Ser niña entre talibanes

El gesto de leer y de escribir las haría aparecer como iguales a sus varones. Mejor envenenar, mejor dar muerte que tolerar esa blasfemia

No es la primera vez que pasa. Hace once años hubo una primera oleada. Han sido, en esta ocasión, ochenta y dos las niñas envenenadas en dos centros escolares afganos. Escuelas primarias, por supuesto: en Afganistán, el acceso a la enseñanza secundaria y a la universitaria ha sido prohibido a las mujeres.

En Sar-e-Pol, «unos desconocidos entraron en una escuela de niñas del distrito Sancharak y envenenaron a las asistentes», reza escuetamente el informe de la comisaría local. Las víctimas eran esas privilegiadas a las que, por no haber alcanzado aún la edad fértil, que las autoridades fijan en los doce años, se les permite el lujo sospechoso de aprender a leer y a escribir. Pero siempre hay bárbaros más bárbaros que los bárbaros que mandan. Y en el Afganistán actual no faltan quienes juzgan que los talibanes, a los cuales occidente regaló graciosamente el poder absoluto sobre su territorio, no son lo suficientemente talibanes. Y que enseñar a leer y escribir a una niña de seis años es ya convertirla en carroña corrupta por los usos infieles. Leer es, en sí, abominable.

¿Por qué es tan grave para el yihadismo que una mujer musulmana lea? Porque leer abre a mundos en los cuales no impera el monolito del único libro –el único– que debe contar para un hombre. El libro que existió desde toda la eternidad a la vera de Alá y que Alá, en una sola operación, dictó completo a un único Profeta. El libro. Pero ese libro no se lee; se recita. Sin alterar una entonación o un signo ortográfico. Sin someterlo a interpretación o exégesis humana. Porque, ¿qué podría añadir a la voz perfecta del Supremo la irrisoria acotación de una liliputiense mente humana? Nada.

No se compare ese libro con el de otras tradiciones religiosas. Ni la Biblia hebrea ni el Nuevo Testamento cristiano fueron escritos primero por Dios para luego ser dictados. Fueron inspirados, en distintos momentos históricos, a hombres que vertieron su inspiración en moldes literarios que cada uno de ellos ponía por su cuenta: la inspiración era divina, la literatura era humana y múltiple; y esa humanidad del texto era la que proporcionaba el margen –muy amplio– de su lectura y su interpretación. Y lo hacía –como enseñará Spinoza– objeto de crítica literaria. Un texto directamente escrito por Dios no sería, por definición, interpretable, ni objeto de exégesis o de crítica alguna. Sería repetible sólo.

-------------------------

Retoma el texto sobre las niñas envenenadas en Afganistán y sigue escribiéndolo justo después de su última frase.

(Entradas de datos recopiladas)
-------------------------

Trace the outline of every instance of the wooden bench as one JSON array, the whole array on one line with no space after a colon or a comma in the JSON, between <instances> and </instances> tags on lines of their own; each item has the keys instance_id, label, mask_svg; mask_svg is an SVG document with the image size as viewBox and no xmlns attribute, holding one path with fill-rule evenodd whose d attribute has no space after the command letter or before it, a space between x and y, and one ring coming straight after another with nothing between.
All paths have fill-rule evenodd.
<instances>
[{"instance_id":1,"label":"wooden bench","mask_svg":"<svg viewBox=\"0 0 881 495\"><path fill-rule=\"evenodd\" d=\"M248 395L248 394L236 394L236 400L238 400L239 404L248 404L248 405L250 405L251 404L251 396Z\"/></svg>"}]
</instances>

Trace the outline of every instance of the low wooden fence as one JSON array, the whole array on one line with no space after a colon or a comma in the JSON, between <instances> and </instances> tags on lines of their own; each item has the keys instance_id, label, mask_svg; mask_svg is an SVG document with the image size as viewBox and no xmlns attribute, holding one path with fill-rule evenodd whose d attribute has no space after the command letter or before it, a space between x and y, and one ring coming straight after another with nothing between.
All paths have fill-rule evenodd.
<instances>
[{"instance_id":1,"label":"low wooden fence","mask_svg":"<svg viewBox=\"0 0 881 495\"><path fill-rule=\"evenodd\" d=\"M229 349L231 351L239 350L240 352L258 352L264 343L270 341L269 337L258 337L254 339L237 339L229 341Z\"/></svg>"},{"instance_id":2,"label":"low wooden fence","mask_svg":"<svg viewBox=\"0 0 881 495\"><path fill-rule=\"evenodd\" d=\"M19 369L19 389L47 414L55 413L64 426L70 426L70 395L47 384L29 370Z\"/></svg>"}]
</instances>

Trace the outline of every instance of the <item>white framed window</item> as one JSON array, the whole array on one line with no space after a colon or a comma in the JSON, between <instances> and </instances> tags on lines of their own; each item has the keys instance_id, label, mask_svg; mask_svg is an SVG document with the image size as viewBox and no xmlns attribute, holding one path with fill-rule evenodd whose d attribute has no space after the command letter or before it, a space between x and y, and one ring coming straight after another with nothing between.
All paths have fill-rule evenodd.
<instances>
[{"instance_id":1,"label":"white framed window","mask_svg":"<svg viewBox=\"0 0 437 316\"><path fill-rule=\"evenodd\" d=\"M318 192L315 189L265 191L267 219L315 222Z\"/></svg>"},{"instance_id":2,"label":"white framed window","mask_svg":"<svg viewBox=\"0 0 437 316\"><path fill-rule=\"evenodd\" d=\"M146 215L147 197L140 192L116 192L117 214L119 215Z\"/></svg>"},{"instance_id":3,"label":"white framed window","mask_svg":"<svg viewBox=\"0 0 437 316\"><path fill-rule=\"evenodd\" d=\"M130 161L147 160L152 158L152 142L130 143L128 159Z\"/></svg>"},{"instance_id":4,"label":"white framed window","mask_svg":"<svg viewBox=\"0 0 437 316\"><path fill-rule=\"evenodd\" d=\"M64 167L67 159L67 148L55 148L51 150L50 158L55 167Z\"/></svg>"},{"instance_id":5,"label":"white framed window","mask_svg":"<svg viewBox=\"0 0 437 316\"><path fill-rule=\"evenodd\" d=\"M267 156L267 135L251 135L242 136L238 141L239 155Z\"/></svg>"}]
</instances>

-------------------------

■ Respuesta esperada
¿Por qué es tan grave para el yihadismo que una mujer musulmana tenga acceso a lo escrito? Me viene a la memoria una bella historia, por completo ajena a ese universo religioso. Y, sin embargo, tan cercana en su terror al poder que la lectura y la escritura otorgan a quienes las dominan. La cuenta Claude Lévi-Strauss, como una de las experiencias más sorprendentes en su primer viaje a las selvas amazónicas. Junto una tribu Nanbikwara, particularmente tolerante en sus usos, el joven etnólogo pasa días que él describe como idílicos. Toma, a lápiz, notas en su cuaderno, al final de cada jornada para el libro que planea y que, con el nombre de Tristes trópicos, será uno de los puntales de la etnología moderna. Un día, el jefe de la tribu se sienta a su lado, toma una ramita y comienza a remedar los trazos del extranjero sobre la arena del suelo. Otro día, un joven guerrero se acerca y empieza a hacer lo mismo. El jefe de la tribu le asesta un duro golpe con su bastón de mando. Nadie volverá a tratar de compartir con él ese gesto mágico que lo hace, como jefe, distinto de los otros. Superior, pues.

No, no es que las niñas afganas vayan a tener acceso a libros especialmente peligrosos en una geografía depurada de libros. Es que el gesto de leer y de escribir las haría aparecer como iguales a sus varones. Exactamente lo que el libro único define como abominable. Mejor envenenar, mejor dar muerte que tolerar esa blasfemia.